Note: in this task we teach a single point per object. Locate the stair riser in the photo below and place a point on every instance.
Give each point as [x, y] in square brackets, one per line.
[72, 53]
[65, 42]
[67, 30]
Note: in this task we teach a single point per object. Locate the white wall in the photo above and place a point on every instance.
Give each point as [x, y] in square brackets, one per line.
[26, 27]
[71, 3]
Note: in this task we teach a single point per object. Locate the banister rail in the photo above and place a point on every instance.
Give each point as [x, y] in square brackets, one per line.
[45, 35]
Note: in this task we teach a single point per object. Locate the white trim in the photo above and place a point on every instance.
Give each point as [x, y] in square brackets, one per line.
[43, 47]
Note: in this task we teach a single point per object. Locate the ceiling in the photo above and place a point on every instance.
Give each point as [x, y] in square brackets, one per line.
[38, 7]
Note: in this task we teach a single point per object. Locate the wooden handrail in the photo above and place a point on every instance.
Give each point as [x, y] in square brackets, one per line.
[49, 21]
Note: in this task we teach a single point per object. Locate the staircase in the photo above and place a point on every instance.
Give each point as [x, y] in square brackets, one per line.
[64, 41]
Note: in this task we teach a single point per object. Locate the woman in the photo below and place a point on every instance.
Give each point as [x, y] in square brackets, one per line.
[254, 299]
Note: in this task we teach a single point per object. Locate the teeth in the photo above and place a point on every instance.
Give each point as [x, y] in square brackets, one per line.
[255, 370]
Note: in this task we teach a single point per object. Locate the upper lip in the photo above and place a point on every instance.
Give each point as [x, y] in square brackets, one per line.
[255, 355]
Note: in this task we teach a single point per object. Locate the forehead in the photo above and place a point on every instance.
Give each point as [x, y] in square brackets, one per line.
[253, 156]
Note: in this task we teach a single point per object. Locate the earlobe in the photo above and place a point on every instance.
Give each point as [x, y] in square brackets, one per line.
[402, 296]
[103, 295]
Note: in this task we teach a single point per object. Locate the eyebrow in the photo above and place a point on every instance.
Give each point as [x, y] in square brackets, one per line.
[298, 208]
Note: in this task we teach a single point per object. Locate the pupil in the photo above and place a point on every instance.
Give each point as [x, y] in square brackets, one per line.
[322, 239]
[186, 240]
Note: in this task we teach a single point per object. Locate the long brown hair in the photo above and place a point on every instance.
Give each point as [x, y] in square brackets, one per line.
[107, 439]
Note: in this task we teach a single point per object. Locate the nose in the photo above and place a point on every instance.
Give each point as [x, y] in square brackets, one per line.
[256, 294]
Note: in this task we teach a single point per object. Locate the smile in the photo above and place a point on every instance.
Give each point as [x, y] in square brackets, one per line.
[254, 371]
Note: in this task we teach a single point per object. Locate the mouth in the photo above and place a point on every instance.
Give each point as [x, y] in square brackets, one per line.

**********

- Exercise aim -
If a line in the records above includes the string "below", copy it.

- Task result -
Note: in this task we teach a single point per object. Locate the stair riser in the photo below and place a point on every instance.
Note: in this task we teach a single point per object. Locate the woman in the photo below and place a point on every instance.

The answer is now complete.